__TEXT FOR ANALYSIS__
□ □ □
Participants include banks (including central banks), securities brokers and
dealers and other professional financial intermediaries and may include the
Underwriter. Indirect access to the Euroclear system is also available to
other firms that clear through or maintain a custodial relationship with a
Euroclear Participant, either directly or indirectly.
 
  The Euroclear Operator is the Belgian branch of a New York banking
corporation which is a member bank of the Federal Reserve System. As such, it
is regulated and examined by the Board of Governors of the Federal Reserve
System and the New York State Banking Department, as well as the Belgian
Banking Commission.
□ □ □
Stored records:
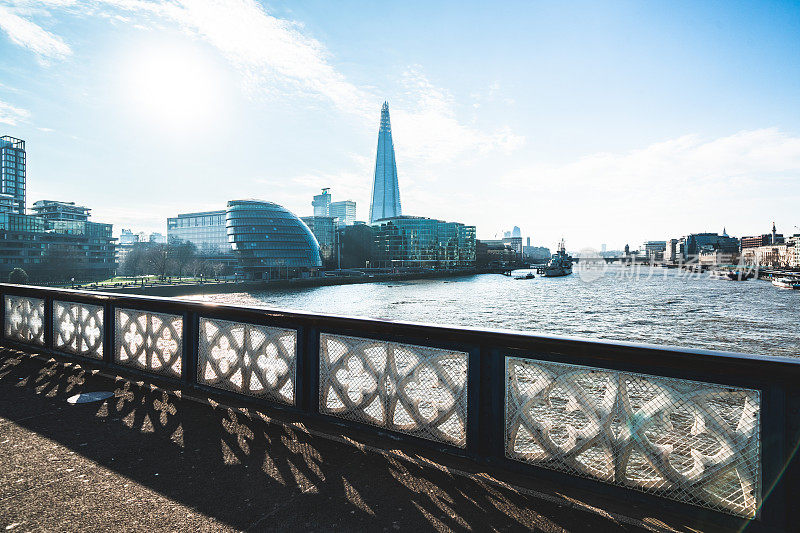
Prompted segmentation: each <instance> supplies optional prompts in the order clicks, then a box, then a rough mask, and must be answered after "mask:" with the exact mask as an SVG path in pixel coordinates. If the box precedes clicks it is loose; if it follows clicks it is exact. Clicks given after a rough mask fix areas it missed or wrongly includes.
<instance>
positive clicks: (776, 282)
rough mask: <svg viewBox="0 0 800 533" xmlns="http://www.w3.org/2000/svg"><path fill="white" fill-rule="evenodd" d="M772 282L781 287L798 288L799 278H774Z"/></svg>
mask: <svg viewBox="0 0 800 533" xmlns="http://www.w3.org/2000/svg"><path fill="white" fill-rule="evenodd" d="M772 284H773V285H775V286H776V287H778V288H781V289H794V290H800V279H794V278H775V279H773V280H772Z"/></svg>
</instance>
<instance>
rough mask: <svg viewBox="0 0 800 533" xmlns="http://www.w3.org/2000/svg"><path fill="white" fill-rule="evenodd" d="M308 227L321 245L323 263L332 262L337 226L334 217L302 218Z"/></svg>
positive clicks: (335, 241) (304, 217)
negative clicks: (325, 261)
mask: <svg viewBox="0 0 800 533" xmlns="http://www.w3.org/2000/svg"><path fill="white" fill-rule="evenodd" d="M300 220H302V221H303V223H304V224H305V225H306V226H308V229H310V230H311V233H313V234H314V237H315V238H316V239H317V243H318V244H319V255H320V257H321V258H322V261H323V262H325V261H330V260H331V259H332V258H333V255H334V245H335V244H336V225H335V224H334V219H333V217H300Z"/></svg>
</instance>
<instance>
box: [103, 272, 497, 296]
mask: <svg viewBox="0 0 800 533" xmlns="http://www.w3.org/2000/svg"><path fill="white" fill-rule="evenodd" d="M501 271H502V269H478V268H471V269H459V270H437V271H431V272H409V273H400V274H372V275H366V276H330V277H318V278H297V279H275V280H270V281H237V282H234V281H231V282H227V283H226V282H214V283H180V284H172V285H145V286H143V287H116V288H113V287H103V289H102V290H103V291H104V292H115V293H119V294H141V295H146V296H166V297H172V296H188V295H193V294H229V293H237V292H264V291H273V290H276V291H277V290H286V289H303V288H309V287H327V286H331V285H354V284H360V283H374V282H377V281H411V280H418V279H438V278H454V277H459V276H473V275H476V274H495V273H499V272H501Z"/></svg>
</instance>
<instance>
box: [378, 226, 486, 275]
mask: <svg viewBox="0 0 800 533" xmlns="http://www.w3.org/2000/svg"><path fill="white" fill-rule="evenodd" d="M372 229H373V231H374V235H375V237H374V238H375V248H374V253H375V260H376V263H377V264H376V265H375V266H377V267H382V268H390V267H419V268H443V267H444V268H446V267H460V266H472V265H474V264H475V226H466V225H464V224H461V223H459V222H445V221H443V220H436V219H432V218H425V217H411V216H401V217H393V218H384V219H380V220H376V221H374V222H373V223H372Z"/></svg>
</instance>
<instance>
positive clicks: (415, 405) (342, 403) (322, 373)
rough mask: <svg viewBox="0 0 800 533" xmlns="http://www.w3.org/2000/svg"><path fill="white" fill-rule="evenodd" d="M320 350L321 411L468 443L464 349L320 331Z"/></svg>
mask: <svg viewBox="0 0 800 533" xmlns="http://www.w3.org/2000/svg"><path fill="white" fill-rule="evenodd" d="M320 355H321V356H320V369H319V374H320V403H319V409H320V412H322V413H328V414H332V415H335V416H339V417H342V418H347V419H350V420H356V421H358V422H363V423H366V424H371V425H374V426H380V427H384V428H387V429H391V430H395V431H401V432H403V433H409V434H411V435H415V436H417V437H423V438H426V439H431V440H436V441H440V442H446V443H448V444H453V445H455V446H460V447H462V448H463V447H464V446H466V429H465V428H466V420H467V354H466V353H464V352H456V351H452V350H443V349H439V348H428V347H423V346H413V345H410V344H400V343H397V342H388V341H376V340H372V339H363V338H358V337H345V336H342V335H329V334H322V335H320Z"/></svg>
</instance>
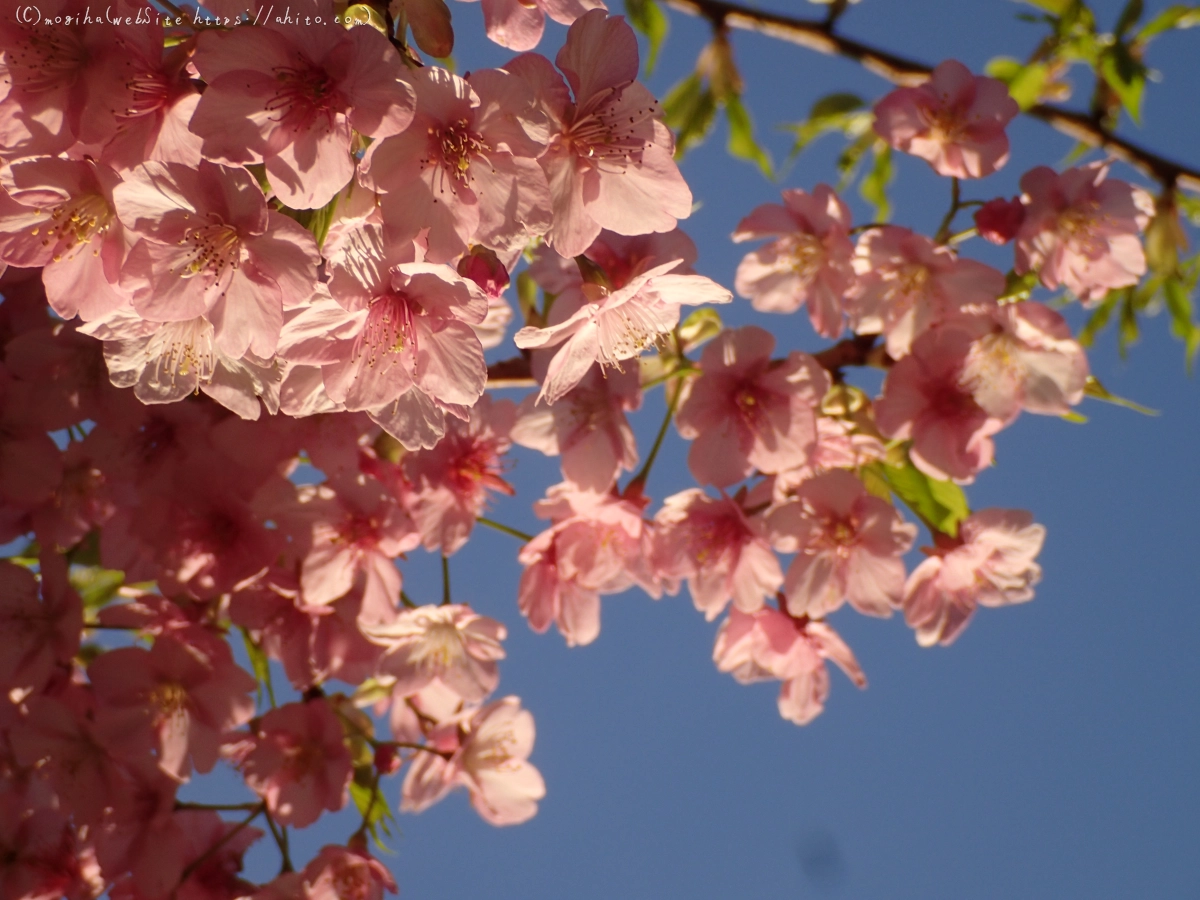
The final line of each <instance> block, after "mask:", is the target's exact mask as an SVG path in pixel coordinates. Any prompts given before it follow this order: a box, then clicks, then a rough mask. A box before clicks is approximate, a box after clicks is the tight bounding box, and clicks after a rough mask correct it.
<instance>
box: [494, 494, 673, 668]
mask: <svg viewBox="0 0 1200 900" xmlns="http://www.w3.org/2000/svg"><path fill="white" fill-rule="evenodd" d="M534 510H535V511H536V512H538V515H539V516H541V517H544V518H551V520H552V521H553V526H552V527H551V528H548V529H546V530H545V532H542V533H541V534H539V535H538V536H535V538H534V539H533V540H532V541H529V542H528V544H526V545H524V547H522V548H521V552H520V553H518V554H517V560H518V562H520V563H521V564H522V565H524V566H526V570H524V572H523V574H522V575H521V584H520V587H518V588H517V606H518V607H520V608H521V613H522V614H523V616H524V617H526V618H527V619H528V620H529V628H532V629H533V630H534V631H536V632H539V634H541V632H542V631H545V630H546V629H548V628H550V625H551V623H554V624H557V625H558V630H559V631H560V632H562V635H563V636H564V637H565V638H566V643H568V644H569V646H572V647H574V646H576V644H580V646H582V644H588V643H592V641H594V640H595V638H596V637H598V636H599V634H600V594H616V593H620V592H622V590H626V589H628V588H630V587H632V586H634V584H640V586H641V587H642V588H643V589H644V590H647V593H650V595H652V596H658V595H659V593H660V587H659V584H658V583H656V581H655V578H654V575H653V572H652V571H650V566H649V565H648V560H649V558H650V553H652V546H653V545H652V542H650V541H652V532H650V529H649V528H647V527H646V523H644V522H643V521H642V512H641V509H640V508H638V506H637V505H635V504H634V503H630V502H629V500H624V499H620V498H618V497H614V496H612V494H608V493H604V494H601V493H595V492H590V491H581V490H578V488H577V487H575V486H574V485H571V484H569V482H568V484H563V485H556V486H554V487H552V488H550V491H548V492H547V499H545V500H541V502H539V503H538V504H535V506H534Z"/></svg>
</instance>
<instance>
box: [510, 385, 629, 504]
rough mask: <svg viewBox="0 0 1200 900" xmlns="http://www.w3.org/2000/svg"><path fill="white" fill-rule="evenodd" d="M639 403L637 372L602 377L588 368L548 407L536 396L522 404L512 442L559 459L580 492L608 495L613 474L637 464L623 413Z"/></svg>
mask: <svg viewBox="0 0 1200 900" xmlns="http://www.w3.org/2000/svg"><path fill="white" fill-rule="evenodd" d="M641 404H642V389H641V384H640V379H638V373H637V372H636V371H634V370H632V368H630V370H629V371H628V372H612V373H606V372H605V371H604V370H602V368H601V367H600V366H593V367H592V368H590V370H588V373H587V374H586V376H583V379H582V380H581V382H580V383H578V384H577V385H575V388H572V389H571V390H570V391H568V392H566V394H565V395H564V396H563V397H562V398H560V400H559V401H558V402H557V403H554V404H553V406H552V407H546V406H545V404H542V403H538V397H536V396H533V395H530V396H528V397H526V398H524V400H523V401H521V406H520V408H518V409H517V420H516V424H515V425H514V426H512V440H514V443H517V444H520V445H521V446H528V448H530V449H533V450H539V451H541V452H544V454H546V455H547V456H559V455H562V457H563V475H564V478H566V480H568V481H570V482H572V484H575V485H578V486H580V487H582V488H584V490H590V491H601V492H602V491H607V490H608V488H610V487H611V486H612V484H613V481H614V480H616V478H617V475H618V474H619V473H620V472H622V470H625V472H632V470H634V467H635V466H637V444H636V443H635V439H634V430H632V428H631V427H630V425H629V421H628V420H626V419H625V413H626V412H629V410H634V409H637V408H638V407H640V406H641Z"/></svg>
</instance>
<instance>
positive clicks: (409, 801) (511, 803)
□ □ □
__TASK INSTRUCTIONS__
[1] According to the Euroclear passage, which bodies regulate and examine the Euroclear Operator?
[2] For each statement below, say whether it agrees with the Euroclear passage, and quote the words that decide it.
(a) Participants in the Euroclear system may include the Underwriter.
(b) Indirect access to the Euroclear system is limited to central banks.
(c) The Euroclear Operator is the New York branch of a Belgian banking corporation.

__RESPONSES TO THE TASKS__
[1] The Board of Governors of the Federal Reserve System, the New York State Banking Department and the Belgian Banking Commission.

[2]
(a) Yes: "may include the Underwriter."
(b) No: "Indirect access to the Euroclear system is also available to other firms that clear through or maintain a custodial relationship with a Euroclear Participant, either directly or indirectly."
(c) No: "The Euroclear Operator is the Belgian branch of a New York banking corporation."